= Passage shown =
────────────────

Jones, P., L., & Petry, J., R. (1980). Evaluation of adult basic education in 
Tennessee, 1980. Memphis, TN: Memphis State University, College of 
Education. 



The 1980 Tennessee Study measured learners’ perceptions of their 
educational experience in Tennessee ABE programs. Data were collected with a 
26-item instrument. Variables were selected from the research literature and 
responses were recorded on 5-point Likert scales. Variables included self- 
expression, self-concept, family life, life in general, leisure, relationships with 
others, and relationships with society. Thus, unlike most of the other impact 
evaluations assessed in this report, the 1980 Tennessee Study focused primarily 
on the affective dimension. 

To select a sample, first a sample of programs across the state was 
identified (the report does not say how). Then each program was mailed a packet 
of surveys and the supervisor was asked to identify 25 students who would 
receive the survey. Each supervisor was asked to administer the survey 
personally. Information was received from 72 of the 89 programs then active in 
Tennessee. From a potential of 2,225 responses, 1,623 responses were received 
for a response rate of 73 percent. 

Findings 

Learners scored 3.9 on the 5-point scale measuring self-expression.

────────────────

= Data under study =
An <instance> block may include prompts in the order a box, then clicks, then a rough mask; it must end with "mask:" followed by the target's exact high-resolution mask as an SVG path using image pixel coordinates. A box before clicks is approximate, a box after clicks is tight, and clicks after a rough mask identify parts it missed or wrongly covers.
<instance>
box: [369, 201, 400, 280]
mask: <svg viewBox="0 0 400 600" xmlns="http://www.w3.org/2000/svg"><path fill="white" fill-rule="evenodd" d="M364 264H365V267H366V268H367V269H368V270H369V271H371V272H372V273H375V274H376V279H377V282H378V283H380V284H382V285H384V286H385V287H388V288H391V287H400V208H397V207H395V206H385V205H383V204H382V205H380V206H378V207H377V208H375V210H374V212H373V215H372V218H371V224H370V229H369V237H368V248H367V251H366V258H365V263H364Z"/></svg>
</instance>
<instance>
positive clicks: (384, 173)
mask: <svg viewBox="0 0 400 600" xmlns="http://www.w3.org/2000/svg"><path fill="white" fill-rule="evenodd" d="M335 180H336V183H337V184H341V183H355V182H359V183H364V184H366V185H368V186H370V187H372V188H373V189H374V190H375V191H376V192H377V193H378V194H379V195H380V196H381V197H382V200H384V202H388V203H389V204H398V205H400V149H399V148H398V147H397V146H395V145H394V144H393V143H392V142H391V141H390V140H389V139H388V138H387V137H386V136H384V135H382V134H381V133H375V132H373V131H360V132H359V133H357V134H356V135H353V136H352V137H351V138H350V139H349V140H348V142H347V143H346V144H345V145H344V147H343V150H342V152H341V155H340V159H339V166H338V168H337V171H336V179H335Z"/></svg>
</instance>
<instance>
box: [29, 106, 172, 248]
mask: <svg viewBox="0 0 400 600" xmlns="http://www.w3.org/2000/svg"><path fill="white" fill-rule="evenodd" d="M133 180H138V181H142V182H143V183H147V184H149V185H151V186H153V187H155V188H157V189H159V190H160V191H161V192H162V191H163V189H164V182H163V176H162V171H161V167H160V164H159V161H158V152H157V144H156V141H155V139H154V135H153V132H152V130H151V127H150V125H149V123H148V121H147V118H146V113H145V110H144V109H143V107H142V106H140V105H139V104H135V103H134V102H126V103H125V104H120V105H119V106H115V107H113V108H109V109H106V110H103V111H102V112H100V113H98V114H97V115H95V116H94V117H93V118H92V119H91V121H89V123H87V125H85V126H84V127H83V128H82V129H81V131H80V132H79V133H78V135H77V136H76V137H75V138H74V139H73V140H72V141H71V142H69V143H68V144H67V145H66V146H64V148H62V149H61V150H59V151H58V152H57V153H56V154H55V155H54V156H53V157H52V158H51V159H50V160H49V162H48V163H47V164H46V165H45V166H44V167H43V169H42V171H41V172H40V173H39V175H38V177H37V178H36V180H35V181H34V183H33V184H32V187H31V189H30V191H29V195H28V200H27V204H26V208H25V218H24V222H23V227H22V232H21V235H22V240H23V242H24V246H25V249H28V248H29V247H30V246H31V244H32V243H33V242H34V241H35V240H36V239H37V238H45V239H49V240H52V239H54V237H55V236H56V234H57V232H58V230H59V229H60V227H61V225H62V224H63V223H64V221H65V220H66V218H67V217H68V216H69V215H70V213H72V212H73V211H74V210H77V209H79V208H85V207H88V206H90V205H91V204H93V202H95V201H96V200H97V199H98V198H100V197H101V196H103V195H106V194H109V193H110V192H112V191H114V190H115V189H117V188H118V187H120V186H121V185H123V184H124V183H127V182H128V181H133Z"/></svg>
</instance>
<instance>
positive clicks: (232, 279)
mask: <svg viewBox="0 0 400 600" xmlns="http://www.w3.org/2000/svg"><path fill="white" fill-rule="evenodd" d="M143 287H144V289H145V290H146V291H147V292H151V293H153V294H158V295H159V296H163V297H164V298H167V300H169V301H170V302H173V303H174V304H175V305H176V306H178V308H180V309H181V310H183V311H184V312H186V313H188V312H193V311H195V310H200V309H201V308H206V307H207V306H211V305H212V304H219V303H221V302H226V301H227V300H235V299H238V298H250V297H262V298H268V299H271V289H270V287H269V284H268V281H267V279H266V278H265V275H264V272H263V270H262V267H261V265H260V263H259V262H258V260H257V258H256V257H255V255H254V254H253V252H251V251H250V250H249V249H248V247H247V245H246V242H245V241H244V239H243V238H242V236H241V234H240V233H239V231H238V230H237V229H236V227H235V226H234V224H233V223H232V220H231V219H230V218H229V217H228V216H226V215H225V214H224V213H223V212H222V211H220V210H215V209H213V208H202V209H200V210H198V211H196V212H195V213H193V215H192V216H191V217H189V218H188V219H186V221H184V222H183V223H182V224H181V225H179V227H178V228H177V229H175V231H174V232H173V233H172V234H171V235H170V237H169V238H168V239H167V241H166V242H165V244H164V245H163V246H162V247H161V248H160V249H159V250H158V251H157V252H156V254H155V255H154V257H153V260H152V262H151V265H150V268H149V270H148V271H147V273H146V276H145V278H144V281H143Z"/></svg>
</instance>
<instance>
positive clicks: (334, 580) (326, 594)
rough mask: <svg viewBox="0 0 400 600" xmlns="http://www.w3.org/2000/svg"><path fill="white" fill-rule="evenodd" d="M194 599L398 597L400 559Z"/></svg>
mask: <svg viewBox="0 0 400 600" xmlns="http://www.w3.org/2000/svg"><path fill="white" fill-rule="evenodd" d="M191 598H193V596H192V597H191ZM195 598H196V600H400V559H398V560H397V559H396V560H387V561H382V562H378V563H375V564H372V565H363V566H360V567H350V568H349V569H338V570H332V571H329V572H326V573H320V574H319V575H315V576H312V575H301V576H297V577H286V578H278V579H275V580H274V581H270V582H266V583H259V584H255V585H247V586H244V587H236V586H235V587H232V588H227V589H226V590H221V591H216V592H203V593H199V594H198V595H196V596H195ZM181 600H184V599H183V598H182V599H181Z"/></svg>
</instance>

────────────────

= Problem to work on =
Answer these questions from the passage on the 1980 Tennessee Study:
(a) How many items did the data collection instrument contain?
(b) Of the 89 programs then active in Tennessee, how many sent back information?
(c) What score did learners give on the 5-point scale measuring self-expression?

= Answer for the task =
(a) 26 items
(b) 72 programs
(c) 3.9